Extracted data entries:
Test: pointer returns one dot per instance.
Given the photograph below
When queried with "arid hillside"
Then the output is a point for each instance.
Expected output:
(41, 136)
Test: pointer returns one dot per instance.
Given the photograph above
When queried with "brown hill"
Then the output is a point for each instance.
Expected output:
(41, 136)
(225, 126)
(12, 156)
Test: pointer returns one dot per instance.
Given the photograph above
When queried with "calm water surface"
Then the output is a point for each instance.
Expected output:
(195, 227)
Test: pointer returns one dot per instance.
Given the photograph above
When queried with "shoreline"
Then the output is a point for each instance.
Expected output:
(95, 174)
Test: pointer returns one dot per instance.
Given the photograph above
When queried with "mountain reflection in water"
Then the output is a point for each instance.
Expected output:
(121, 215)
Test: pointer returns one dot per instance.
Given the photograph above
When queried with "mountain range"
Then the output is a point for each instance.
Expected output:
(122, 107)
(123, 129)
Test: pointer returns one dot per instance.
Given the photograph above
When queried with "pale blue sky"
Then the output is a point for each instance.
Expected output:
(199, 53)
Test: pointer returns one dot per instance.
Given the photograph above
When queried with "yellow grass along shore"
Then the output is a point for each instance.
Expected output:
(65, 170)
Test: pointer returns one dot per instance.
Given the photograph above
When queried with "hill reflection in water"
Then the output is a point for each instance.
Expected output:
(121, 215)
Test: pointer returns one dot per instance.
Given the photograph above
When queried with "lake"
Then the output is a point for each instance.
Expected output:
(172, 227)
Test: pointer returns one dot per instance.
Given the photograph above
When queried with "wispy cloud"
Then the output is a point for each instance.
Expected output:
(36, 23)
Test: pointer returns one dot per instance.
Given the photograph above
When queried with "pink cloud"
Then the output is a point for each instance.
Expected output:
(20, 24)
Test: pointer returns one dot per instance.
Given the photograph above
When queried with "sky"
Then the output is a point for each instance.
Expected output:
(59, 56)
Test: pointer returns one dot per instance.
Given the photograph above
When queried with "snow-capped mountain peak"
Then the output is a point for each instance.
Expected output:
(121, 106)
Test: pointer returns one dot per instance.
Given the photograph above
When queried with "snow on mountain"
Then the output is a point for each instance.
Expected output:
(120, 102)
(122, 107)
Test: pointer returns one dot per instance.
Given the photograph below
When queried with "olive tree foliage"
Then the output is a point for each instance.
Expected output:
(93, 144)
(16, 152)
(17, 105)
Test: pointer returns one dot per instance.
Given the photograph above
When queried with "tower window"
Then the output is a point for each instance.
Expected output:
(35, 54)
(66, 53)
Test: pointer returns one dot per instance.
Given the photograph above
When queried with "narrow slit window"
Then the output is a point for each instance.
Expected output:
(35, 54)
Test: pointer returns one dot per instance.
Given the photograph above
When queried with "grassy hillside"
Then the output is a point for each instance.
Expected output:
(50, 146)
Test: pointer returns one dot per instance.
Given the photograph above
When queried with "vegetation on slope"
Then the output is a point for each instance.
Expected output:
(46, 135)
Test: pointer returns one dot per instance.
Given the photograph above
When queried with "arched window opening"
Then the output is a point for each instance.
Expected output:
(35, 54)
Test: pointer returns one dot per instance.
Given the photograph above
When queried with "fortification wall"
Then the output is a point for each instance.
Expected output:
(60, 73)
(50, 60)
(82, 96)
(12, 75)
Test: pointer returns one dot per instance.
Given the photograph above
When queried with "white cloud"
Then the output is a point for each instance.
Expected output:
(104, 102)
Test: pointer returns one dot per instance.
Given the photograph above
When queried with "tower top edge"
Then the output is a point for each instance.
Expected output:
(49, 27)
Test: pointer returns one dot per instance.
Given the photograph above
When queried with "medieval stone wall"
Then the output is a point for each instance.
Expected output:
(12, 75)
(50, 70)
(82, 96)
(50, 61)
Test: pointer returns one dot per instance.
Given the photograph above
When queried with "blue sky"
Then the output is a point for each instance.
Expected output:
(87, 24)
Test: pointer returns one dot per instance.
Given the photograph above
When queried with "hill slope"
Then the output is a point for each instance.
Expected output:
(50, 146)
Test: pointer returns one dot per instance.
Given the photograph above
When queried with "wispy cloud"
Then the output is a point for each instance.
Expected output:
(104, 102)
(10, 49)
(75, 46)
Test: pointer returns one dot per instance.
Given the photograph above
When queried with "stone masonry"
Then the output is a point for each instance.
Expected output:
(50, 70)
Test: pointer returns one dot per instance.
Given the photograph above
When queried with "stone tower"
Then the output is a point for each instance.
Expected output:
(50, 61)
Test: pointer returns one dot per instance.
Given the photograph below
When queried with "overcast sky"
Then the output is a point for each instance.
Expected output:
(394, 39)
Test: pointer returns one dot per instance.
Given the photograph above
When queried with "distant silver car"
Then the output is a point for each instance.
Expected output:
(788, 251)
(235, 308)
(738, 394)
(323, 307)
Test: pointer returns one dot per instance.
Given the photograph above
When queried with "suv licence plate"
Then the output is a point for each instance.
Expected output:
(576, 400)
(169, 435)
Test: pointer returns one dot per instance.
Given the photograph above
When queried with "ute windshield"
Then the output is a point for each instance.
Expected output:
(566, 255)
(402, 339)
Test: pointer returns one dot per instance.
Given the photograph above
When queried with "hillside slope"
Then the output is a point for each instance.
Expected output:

Aim of the task
Collect every line in the records above that contains the word "window" and list them.

Response below
When queried with "tower window"
When queried with "narrow slit window"
When queried with "arched window opening"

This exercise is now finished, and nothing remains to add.